§ Work instructions: Format each line of the material below as a numbered list, skipping blank lines and leaving out the pictures.

Image outline annotation entries
******************************

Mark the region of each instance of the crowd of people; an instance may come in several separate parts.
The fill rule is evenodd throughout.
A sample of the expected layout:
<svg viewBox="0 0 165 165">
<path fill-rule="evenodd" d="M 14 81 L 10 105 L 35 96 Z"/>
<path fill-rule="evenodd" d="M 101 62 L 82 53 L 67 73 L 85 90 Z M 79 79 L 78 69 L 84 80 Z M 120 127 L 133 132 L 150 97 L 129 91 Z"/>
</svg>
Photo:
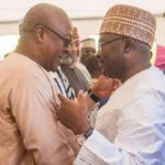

******************************

§ Output:
1. Mark the region of each instance of the crowd of people; an instance may come in several separate parts.
2. The fill rule is evenodd throughout.
3. A sample of the expected layout:
4. <svg viewBox="0 0 165 165">
5. <path fill-rule="evenodd" d="M 14 81 L 10 105 L 35 96 Z"/>
6. <path fill-rule="evenodd" d="M 101 62 L 82 53 L 67 73 L 85 90 Z M 79 79 L 78 69 L 84 80 Z M 120 127 L 133 132 L 150 97 L 129 91 Z"/>
7. </svg>
8. Photo:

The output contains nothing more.